Pedido 1 ::
Extraia do excerto, sem qualquer alteração, a passagem que vai de "A Senhora de" a "Afonso III (550).".

A Senhora de Roncesvales (Rasavales), venerada nesta capela, deixa supor correlação com as propriedades que o seu Santuário de Navarra tinha na cidade de Bragança, segundo apontam as Inquirições de D. Afonso III (550).
Os fundadores da capela haviam casado em Bragança, freguesia de Santa Maria, a 28 de Abril de 1665; foi seu filho o genealogista e escritor Baltasar de Sousa Colmieiro, nascido na mesma freguesia a 30 de Abril de 1693 e não em Vinhais como traz a História Genealógica, tomo VIII, pág. 18 das «Advertencias» (551).

Pedido 2 ::
Por favor, reescreva todas as linhas abaixo trocando "man's hand" por "person's hand" e mantendo o resto intacto. Não inclua as imagens na resposta.

Material fornecido ::
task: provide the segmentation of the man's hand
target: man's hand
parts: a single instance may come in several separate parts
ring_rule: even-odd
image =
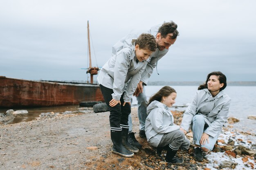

Resultado 1 ::
A Senhora de Roncesvales (Rasavales), venerada nesta capela, deixa supor correlação com as propriedades que o seu Santuário de Navarra tinha na cidade de Bragança, segundo apontam as Inquirições de D. Afonso III (550).

Resultado 2 ::
task: provide the segmentation of the person's hand
target: person's hand
parts: a single instance may come in several separate parts
ring_rule: even-odd
image =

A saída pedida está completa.